__AVAILABLE DATA__:
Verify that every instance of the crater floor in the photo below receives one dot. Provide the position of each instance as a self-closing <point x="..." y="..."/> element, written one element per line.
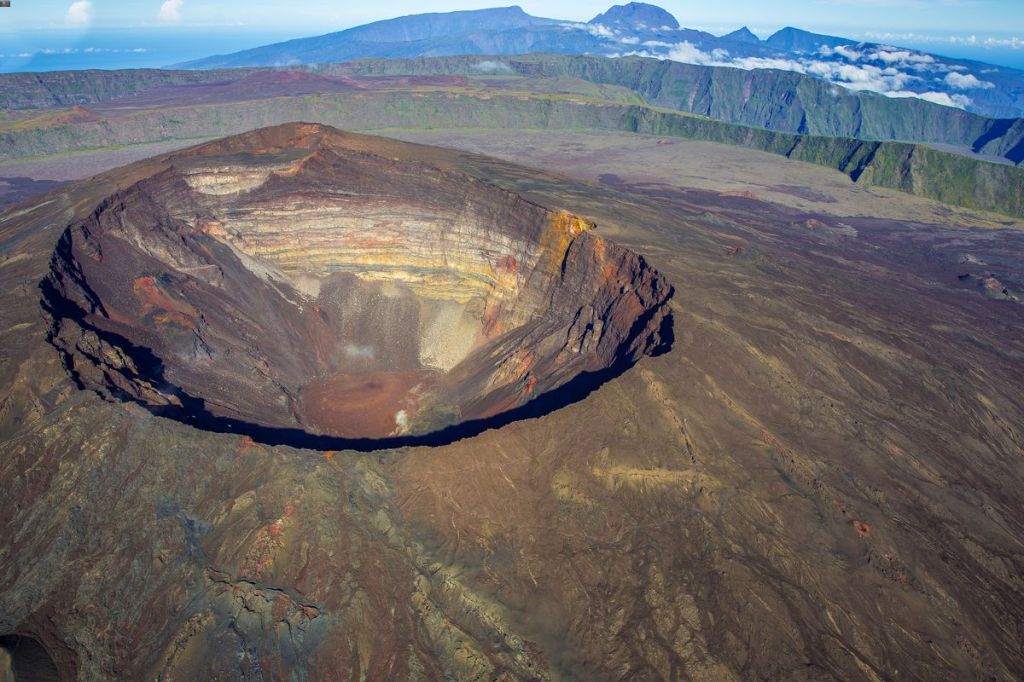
<point x="307" y="281"/>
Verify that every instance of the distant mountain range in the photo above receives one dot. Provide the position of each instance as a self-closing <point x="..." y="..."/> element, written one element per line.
<point x="639" y="29"/>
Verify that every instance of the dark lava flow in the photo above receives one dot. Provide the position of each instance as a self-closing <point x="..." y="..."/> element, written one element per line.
<point x="294" y="287"/>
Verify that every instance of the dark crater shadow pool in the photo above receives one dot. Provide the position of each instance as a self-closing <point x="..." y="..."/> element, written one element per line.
<point x="313" y="294"/>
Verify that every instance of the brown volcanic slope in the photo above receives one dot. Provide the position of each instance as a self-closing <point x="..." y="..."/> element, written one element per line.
<point x="292" y="281"/>
<point x="820" y="480"/>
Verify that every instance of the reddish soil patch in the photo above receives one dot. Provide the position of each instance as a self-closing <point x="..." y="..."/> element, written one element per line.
<point x="364" y="406"/>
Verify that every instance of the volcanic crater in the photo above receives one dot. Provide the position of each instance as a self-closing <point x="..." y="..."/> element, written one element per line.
<point x="299" y="283"/>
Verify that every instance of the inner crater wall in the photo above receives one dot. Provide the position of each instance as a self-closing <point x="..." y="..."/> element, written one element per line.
<point x="328" y="289"/>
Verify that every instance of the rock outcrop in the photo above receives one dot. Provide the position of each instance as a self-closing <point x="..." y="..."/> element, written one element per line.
<point x="297" y="279"/>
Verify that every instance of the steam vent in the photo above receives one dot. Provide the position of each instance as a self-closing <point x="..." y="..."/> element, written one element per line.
<point x="298" y="282"/>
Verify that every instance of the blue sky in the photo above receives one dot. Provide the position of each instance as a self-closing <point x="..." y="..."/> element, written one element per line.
<point x="45" y="35"/>
<point x="920" y="16"/>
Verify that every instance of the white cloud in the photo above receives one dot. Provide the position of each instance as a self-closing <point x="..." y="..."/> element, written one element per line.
<point x="80" y="12"/>
<point x="170" y="11"/>
<point x="888" y="80"/>
<point x="967" y="82"/>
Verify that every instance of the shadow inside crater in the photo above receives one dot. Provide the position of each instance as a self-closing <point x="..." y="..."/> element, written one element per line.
<point x="193" y="411"/>
<point x="24" y="657"/>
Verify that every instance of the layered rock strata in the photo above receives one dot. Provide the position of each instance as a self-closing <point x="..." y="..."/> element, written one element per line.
<point x="296" y="279"/>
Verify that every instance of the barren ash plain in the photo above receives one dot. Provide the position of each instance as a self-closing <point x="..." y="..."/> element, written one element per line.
<point x="382" y="375"/>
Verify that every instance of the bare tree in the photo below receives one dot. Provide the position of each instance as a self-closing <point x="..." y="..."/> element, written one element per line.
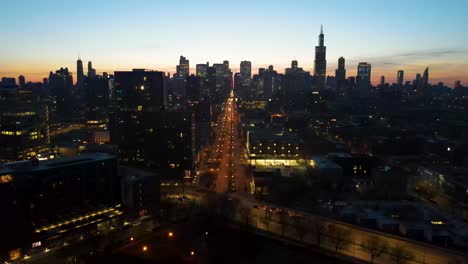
<point x="244" y="213"/>
<point x="267" y="218"/>
<point x="318" y="230"/>
<point x="299" y="226"/>
<point x="375" y="246"/>
<point x="283" y="220"/>
<point x="339" y="236"/>
<point x="399" y="255"/>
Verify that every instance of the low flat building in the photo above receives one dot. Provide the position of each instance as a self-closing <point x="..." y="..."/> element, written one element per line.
<point x="274" y="147"/>
<point x="44" y="203"/>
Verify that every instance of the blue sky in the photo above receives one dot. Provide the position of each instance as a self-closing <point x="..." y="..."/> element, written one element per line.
<point x="39" y="36"/>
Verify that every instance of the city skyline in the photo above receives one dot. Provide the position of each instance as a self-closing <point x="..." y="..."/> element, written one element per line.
<point x="115" y="38"/>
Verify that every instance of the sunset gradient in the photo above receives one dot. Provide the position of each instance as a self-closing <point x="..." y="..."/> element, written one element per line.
<point x="42" y="36"/>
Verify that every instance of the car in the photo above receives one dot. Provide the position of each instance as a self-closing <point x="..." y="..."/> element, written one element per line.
<point x="281" y="211"/>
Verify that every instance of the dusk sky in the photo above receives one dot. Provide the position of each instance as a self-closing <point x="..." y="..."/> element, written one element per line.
<point x="41" y="36"/>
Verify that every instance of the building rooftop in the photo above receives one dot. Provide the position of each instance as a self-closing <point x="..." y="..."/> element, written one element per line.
<point x="36" y="165"/>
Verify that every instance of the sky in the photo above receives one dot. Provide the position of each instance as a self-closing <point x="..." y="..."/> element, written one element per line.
<point x="39" y="36"/>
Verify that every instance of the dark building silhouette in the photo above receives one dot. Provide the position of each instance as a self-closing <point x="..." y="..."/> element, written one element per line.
<point x="183" y="69"/>
<point x="91" y="71"/>
<point x="23" y="126"/>
<point x="296" y="87"/>
<point x="340" y="74"/>
<point x="8" y="82"/>
<point x="61" y="90"/>
<point x="146" y="133"/>
<point x="363" y="79"/>
<point x="21" y="81"/>
<point x="400" y="78"/>
<point x="245" y="72"/>
<point x="47" y="200"/>
<point x="79" y="71"/>
<point x="320" y="67"/>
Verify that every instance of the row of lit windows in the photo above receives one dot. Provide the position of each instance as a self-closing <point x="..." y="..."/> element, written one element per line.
<point x="282" y="147"/>
<point x="19" y="114"/>
<point x="12" y="133"/>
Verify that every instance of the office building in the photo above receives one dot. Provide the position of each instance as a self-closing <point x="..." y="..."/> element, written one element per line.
<point x="320" y="66"/>
<point x="245" y="72"/>
<point x="23" y="126"/>
<point x="91" y="71"/>
<point x="8" y="82"/>
<point x="21" y="81"/>
<point x="61" y="89"/>
<point x="363" y="80"/>
<point x="400" y="78"/>
<point x="44" y="203"/>
<point x="183" y="69"/>
<point x="296" y="88"/>
<point x="79" y="71"/>
<point x="202" y="69"/>
<point x="340" y="74"/>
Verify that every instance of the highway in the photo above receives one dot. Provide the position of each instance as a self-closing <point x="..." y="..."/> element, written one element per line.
<point x="229" y="152"/>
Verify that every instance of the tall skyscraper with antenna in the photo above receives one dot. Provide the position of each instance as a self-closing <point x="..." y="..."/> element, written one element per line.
<point x="320" y="67"/>
<point x="79" y="70"/>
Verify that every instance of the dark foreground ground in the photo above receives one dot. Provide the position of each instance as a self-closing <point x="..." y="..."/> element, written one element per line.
<point x="218" y="246"/>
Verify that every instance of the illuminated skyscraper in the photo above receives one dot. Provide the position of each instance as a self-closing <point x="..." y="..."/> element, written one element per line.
<point x="202" y="69"/>
<point x="363" y="78"/>
<point x="400" y="77"/>
<point x="340" y="74"/>
<point x="79" y="71"/>
<point x="320" y="69"/>
<point x="245" y="72"/>
<point x="183" y="69"/>
<point x="91" y="71"/>
<point x="21" y="80"/>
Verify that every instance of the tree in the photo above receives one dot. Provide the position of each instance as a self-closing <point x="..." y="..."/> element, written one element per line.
<point x="299" y="226"/>
<point x="375" y="246"/>
<point x="339" y="236"/>
<point x="267" y="218"/>
<point x="399" y="255"/>
<point x="244" y="213"/>
<point x="318" y="228"/>
<point x="283" y="220"/>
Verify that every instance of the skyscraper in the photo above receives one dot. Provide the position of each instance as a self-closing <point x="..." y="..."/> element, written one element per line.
<point x="79" y="70"/>
<point x="183" y="68"/>
<point x="424" y="88"/>
<point x="21" y="80"/>
<point x="382" y="81"/>
<point x="320" y="69"/>
<point x="400" y="76"/>
<point x="294" y="64"/>
<point x="91" y="71"/>
<point x="245" y="72"/>
<point x="340" y="74"/>
<point x="202" y="69"/>
<point x="363" y="79"/>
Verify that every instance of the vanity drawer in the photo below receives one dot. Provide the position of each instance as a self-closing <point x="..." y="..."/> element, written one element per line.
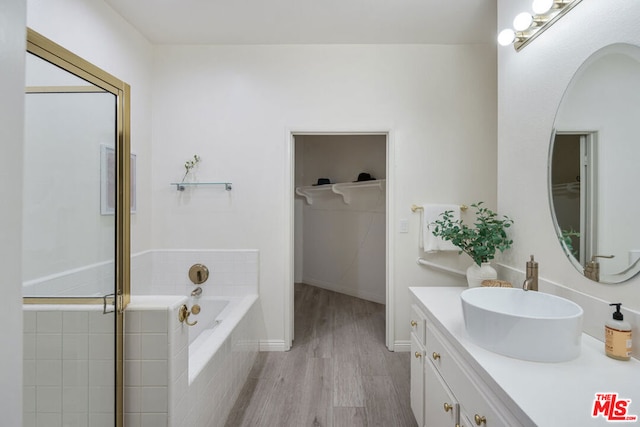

__GIVEN PROBLEM__:
Starting at the line that contains "Verify that every instance of the skyscraper", please write out every line to the end of the entries, inclusive, copied exactly and with pictures omitted.

__WORKED SOLUTION__:
Verify that every instance of the skyscraper in the photo above receives one dot. Provide the position of each instance as a self-closing <point x="..." y="..."/> element, written one element per line.
<point x="79" y="70"/>
<point x="183" y="68"/>
<point x="424" y="88"/>
<point x="21" y="80"/>
<point x="382" y="81"/>
<point x="320" y="69"/>
<point x="400" y="76"/>
<point x="294" y="64"/>
<point x="91" y="71"/>
<point x="245" y="72"/>
<point x="340" y="74"/>
<point x="202" y="69"/>
<point x="363" y="79"/>
Verify that every instance of the vanity drawer in the photo below receives one dot. Provide the position of each instance as a self-closing <point x="..." y="..."/> element, written one element per line.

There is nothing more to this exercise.